Furthermore, messing around with the time span between the two parts of Star Trek Generations can not give the Enterprise NCC-1701-A more time in service, since the Enterprise NCC-1701-A is already decommissioned and replaced by the Enterprise NCC-1701-B at the start of Star Trek Generations.

Thanks for running some more of those numbers for me. It sounds like a lot of it still makes sense.

I was talking about moving the beginning of Generations to allow more time for the Enterprise-A to be in service BEFORE the Enterprise-B is launched.

I thought that the mention of 30 years could mean that it was the first Enterprise that Captain Kirk did not command at some point. Meaning it could be anywhere up to thirty years after Star Trek 6, not that it would make sense for it to be that long.

If it takes 39.1 years for the ribbon to cross the galaxy, then since Veridian is somewhere other than Earth, Generations' TNG sections could occur on some other multiple of 39.1 years that is not a whole number.
 
There can't be eighteen months between The Search For Spock and The Voyage home!!!! They mention having been on Vulcan for three months at the beginning of the film...so that theory doesn't hold any water! :techman:
JB
 
I agree with the Unification theory of eighty years after TUC as to when Spock first met Pardek and although Spock might be rounding it up a bit but that eighty years may not seem as long to the people of the twenty fourth century as it does to us in the here and now! :vulcan:
JB
 
There can't be eighteen months between The Search For Spock and The Voyage home!!!! They mention having been on Vulcan for three months at the beginning of the film...so that theory doesn't hold any water! :techman:
JB

If you re-read what I said, please note that I suggest that there were 18 months between the start of each film. That, as I said, allows for 18 months from the scene where Grissom arrives at the Genesis planet to the third month they were on Vulcan. I do no think that 15 months total time for Star Trek 3 is unreasonable, given all that happens. There could be long times between scenes of docking the Enterprise and meeting with Sarek, for example.
 
While adding a few more days to get the characters disembarked would not be out of order, were they really hanging out on the starbase for 12 months? That would mean that the Enterprise was hanging around all that time after being decomissioned, none of the crew got new assignments (except Uhura and that seemed fairly new) and up until the time that McCoy got arrested (which kicked off the final events of the film) Kirk remained oblivious to the "galactic controversy" which Genesis had sparked.

- **What is needed**: Translate into Spanish this sentence from the Star Trek timeline discussion: "I was talking about moving the beginning of Generations to allow more time for the Enterprise-A to be in service BEFORE the Enterprise-B is launched." Rely solely on the Star Trek timeline discussion.

Free-text descriptions of objects
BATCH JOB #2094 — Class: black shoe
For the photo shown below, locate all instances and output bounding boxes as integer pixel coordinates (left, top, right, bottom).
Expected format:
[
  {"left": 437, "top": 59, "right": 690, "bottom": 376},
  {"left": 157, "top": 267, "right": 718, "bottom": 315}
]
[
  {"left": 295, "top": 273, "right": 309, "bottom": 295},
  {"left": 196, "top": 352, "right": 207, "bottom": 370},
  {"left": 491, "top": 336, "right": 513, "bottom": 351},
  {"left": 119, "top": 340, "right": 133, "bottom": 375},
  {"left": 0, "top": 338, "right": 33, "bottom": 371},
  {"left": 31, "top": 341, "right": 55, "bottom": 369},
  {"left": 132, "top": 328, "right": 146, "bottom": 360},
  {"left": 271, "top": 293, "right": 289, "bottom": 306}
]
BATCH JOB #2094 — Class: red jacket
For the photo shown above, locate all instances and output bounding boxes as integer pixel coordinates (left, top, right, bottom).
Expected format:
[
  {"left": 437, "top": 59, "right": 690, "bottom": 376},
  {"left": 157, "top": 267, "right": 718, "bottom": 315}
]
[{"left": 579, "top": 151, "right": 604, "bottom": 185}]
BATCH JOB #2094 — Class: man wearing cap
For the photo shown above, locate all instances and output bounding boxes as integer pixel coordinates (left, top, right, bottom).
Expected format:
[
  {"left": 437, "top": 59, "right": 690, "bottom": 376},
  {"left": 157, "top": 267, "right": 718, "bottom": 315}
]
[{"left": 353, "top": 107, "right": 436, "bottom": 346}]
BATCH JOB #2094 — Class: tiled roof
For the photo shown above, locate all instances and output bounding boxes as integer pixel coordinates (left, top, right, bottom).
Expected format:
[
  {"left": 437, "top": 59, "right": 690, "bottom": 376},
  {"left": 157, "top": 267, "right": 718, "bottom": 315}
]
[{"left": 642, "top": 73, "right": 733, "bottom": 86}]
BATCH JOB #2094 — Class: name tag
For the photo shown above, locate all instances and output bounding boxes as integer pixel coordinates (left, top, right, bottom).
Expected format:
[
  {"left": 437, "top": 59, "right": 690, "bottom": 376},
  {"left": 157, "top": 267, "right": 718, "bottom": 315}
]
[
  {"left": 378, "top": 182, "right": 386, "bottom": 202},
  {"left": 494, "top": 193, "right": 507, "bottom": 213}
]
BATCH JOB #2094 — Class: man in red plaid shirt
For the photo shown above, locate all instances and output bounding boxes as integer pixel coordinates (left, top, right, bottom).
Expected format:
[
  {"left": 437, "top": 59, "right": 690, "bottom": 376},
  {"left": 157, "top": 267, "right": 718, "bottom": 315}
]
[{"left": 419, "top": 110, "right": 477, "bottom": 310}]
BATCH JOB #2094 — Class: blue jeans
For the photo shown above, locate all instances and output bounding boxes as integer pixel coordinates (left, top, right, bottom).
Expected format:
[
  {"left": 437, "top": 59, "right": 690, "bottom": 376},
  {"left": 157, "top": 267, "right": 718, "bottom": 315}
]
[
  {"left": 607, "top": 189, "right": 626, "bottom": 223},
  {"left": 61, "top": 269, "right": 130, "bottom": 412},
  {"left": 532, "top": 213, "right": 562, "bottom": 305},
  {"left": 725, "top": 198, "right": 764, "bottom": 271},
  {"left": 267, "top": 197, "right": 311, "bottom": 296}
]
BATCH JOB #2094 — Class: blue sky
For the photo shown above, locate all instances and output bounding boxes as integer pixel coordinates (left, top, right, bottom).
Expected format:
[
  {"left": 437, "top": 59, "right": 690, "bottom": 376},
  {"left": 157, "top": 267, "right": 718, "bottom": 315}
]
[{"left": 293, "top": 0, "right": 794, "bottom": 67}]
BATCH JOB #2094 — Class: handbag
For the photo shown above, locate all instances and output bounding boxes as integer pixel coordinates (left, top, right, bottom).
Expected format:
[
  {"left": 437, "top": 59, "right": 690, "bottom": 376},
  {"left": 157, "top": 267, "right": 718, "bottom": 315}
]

- **Written solution**: Estaba hablando de desplazar el comienzo de Generations para que el Enterprise-A tuviera más tiempo en servicio ANTES de que se botara el Enterprise-B.